## SUPPLIED TEXT:
§ §

When the conveyor system has moved the second group 320 to
positions P1-P10, the conveyor system stops, and the hold-back
structures open to allow filling of a first subset of containers of
the second group 320 with pouches.
[0052] When a predetermined number of pouches have been inserted
into each container in the first subset of second group 320, the
hold-back structures are closed, and the conveyor system advances
one position as shown in FIG. 6. Advancing the one position moves
the second group 320 to positions P2-P11, such that the first
subset of the second group 320 is no longer aligned with the active
lanes, and a second subset of containers of the second group 320 is
aligned with the active lanes. The advancing one position also
simultaneously moves the first group 310 to positions P12-P21, and
also moves a first container of a third group 330 to position P1.
After advancing the one position, the conveyor system stops and the
hold-back structures open to allow filling of the second subset of
containers of the second group 320 with pouches.
[0053] After a predetermined number of pouches have been inserted
into each container in the second subset of the second group 320,
the hold-back structures are closed, and the conveyor system
advances nine positions as shown in FIG. 7. This is similar to the
advancement described between FIG. 4 and FIG. 5, and simultaneously
moves the first group 310 to positions P21-P30, the second group
320 to positions P11-P20, and a third group 330 to positions
P1-P10. When the conveyor system has moved the third group 330 to
positions P1-P10, the conveyor system stops, and the hold-back
structures open to allow filling of a first subset of containers of
the third group 330 with pouches.
[0054] Additionally, while the conveyor system is momentarily
stopped in the position shown in FIG. 7, the containers in both
subsets of the first group 310 are tamped at positions P21-P30. The
tamping may comprise, for example, a respective linear actuator at
each of positions P21-P30 that is controlled to push downward on
the pouches in the containers in the tamping zone 40. A disc or
other structural member may be attached to the lower end of each
one of the linear actuator at positions P21-P30 for tamping the
pouches downward into the respective containers. The tamping of the
containers in the first group 310 may happen simultaneously with
the filling of the first subset of containers of the third group
330.

§ §

## RECORDS PROVIDED:
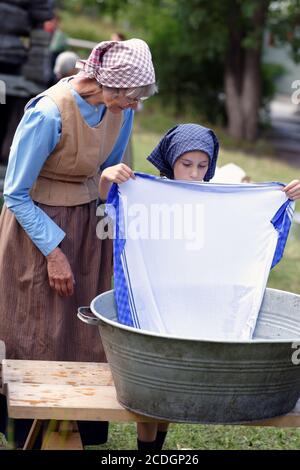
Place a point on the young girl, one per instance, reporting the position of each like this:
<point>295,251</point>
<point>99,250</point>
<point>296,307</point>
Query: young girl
<point>186,152</point>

§ §

Answer from the conveyor text:
(a) After pouches fill the first subset of the second group 320, how many positions does the conveyor system advance?
(b) At which positions are the containers of the first group 310 tamped?
(c) What may be attached to the lower end of each linear actuator?

## RESULT:
(a) One position.
(b) Positions P21-P30.
(c) A disc or other structural member.